---------- Dataset
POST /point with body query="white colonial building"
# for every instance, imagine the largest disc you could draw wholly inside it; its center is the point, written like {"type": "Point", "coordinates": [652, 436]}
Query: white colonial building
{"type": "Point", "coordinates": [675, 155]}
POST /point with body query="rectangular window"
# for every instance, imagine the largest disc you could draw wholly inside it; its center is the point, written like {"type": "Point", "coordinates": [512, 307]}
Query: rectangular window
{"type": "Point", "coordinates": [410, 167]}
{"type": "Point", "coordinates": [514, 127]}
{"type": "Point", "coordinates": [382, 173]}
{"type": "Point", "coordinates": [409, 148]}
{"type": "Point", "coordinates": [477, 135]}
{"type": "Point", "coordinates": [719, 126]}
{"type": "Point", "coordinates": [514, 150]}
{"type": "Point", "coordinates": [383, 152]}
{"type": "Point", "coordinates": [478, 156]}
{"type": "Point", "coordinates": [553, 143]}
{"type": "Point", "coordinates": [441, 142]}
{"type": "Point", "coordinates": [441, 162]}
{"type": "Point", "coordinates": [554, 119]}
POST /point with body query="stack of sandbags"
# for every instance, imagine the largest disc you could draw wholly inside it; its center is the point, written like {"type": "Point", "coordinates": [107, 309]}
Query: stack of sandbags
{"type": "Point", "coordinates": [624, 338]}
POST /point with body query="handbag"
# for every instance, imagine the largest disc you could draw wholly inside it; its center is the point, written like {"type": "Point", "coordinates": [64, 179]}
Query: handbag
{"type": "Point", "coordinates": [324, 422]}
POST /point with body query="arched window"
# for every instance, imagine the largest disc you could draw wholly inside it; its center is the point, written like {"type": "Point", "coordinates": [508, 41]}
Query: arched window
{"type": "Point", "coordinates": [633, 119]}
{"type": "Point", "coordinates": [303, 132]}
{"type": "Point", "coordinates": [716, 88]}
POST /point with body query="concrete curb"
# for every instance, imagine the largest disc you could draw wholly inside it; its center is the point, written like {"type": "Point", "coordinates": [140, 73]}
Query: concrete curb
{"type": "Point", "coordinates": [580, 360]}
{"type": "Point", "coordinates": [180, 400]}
--------------------
---------- Dataset
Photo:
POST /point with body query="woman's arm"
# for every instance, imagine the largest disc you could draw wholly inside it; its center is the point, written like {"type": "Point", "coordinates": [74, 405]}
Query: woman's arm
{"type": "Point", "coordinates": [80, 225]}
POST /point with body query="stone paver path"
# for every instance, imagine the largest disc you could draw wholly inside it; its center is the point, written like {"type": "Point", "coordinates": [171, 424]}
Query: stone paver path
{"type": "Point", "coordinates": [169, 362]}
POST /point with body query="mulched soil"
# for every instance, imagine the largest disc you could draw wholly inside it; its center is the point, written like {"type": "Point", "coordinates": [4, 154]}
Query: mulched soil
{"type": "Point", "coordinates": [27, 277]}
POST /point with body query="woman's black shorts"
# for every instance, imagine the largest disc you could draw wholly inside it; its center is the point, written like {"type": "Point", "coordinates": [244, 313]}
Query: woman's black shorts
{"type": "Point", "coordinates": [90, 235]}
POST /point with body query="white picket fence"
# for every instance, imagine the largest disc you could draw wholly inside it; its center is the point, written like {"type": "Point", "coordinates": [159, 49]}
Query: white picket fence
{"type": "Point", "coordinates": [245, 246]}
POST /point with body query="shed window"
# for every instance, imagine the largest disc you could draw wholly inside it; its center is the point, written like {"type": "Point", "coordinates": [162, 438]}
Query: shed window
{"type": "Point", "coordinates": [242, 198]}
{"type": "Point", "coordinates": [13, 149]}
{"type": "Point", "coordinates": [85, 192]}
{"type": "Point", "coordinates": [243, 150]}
--------------------
Written task = Show every line above that contains the word "body". Case counts.

Response to the exercise =
POST /point with body query="white colonial building"
POST /point with body query="rectangular window"
POST /point with body query="stack of sandbags"
POST /point with body query="handbag"
POST /point with body query="arched window"
POST /point with body query="concrete curb"
POST /point with body query="woman's arm"
POST /point with body query="stone paver path"
POST /point with body query="mulched soil"
POST /point with body query="woman's black shorts"
POST /point with body query="white picket fence"
POST /point with body query="shed window"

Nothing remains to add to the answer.